REQUIRED ACTION | Restate the last part of the records below word for word, beginning at the line with "Category: sunlit hill slope" and ending at the final line.

(Natural language region descriptions)
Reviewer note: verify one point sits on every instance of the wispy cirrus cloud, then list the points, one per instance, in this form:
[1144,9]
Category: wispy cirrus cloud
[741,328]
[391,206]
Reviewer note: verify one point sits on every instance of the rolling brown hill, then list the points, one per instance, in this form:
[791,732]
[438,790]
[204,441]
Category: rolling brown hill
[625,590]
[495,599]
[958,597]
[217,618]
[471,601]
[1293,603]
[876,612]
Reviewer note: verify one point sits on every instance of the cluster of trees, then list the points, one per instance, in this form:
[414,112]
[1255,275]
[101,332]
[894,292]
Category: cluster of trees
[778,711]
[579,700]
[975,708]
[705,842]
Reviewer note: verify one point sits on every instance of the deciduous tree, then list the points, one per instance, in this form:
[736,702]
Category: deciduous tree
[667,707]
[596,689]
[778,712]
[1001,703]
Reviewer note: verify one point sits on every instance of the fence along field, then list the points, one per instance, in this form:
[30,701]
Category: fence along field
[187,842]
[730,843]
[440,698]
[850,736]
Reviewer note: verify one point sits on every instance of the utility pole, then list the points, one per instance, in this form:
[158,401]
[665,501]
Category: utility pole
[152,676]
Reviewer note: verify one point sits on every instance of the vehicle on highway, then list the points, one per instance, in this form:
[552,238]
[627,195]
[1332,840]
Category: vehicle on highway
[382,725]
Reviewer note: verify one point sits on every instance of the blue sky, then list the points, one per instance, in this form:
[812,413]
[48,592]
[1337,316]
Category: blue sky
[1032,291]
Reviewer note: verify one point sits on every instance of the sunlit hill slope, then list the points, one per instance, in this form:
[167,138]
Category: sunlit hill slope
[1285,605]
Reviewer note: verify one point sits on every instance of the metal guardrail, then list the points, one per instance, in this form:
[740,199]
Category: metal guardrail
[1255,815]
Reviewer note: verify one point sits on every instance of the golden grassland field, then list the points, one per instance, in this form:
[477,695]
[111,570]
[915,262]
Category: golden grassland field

YOUR SOLUTION |
Category: sunlit hill slope
[1285,605]
Reviewer note: verify one point sits on every instance of the metal guardrail, then list the points, one per instance, in this form:
[740,199]
Category: metal guardrail
[1255,815]
Reviewer note: verify one point sits on every instance of the golden grassland field, then list the points, one per instance, in this form:
[477,695]
[111,570]
[915,262]
Category: golden grassland field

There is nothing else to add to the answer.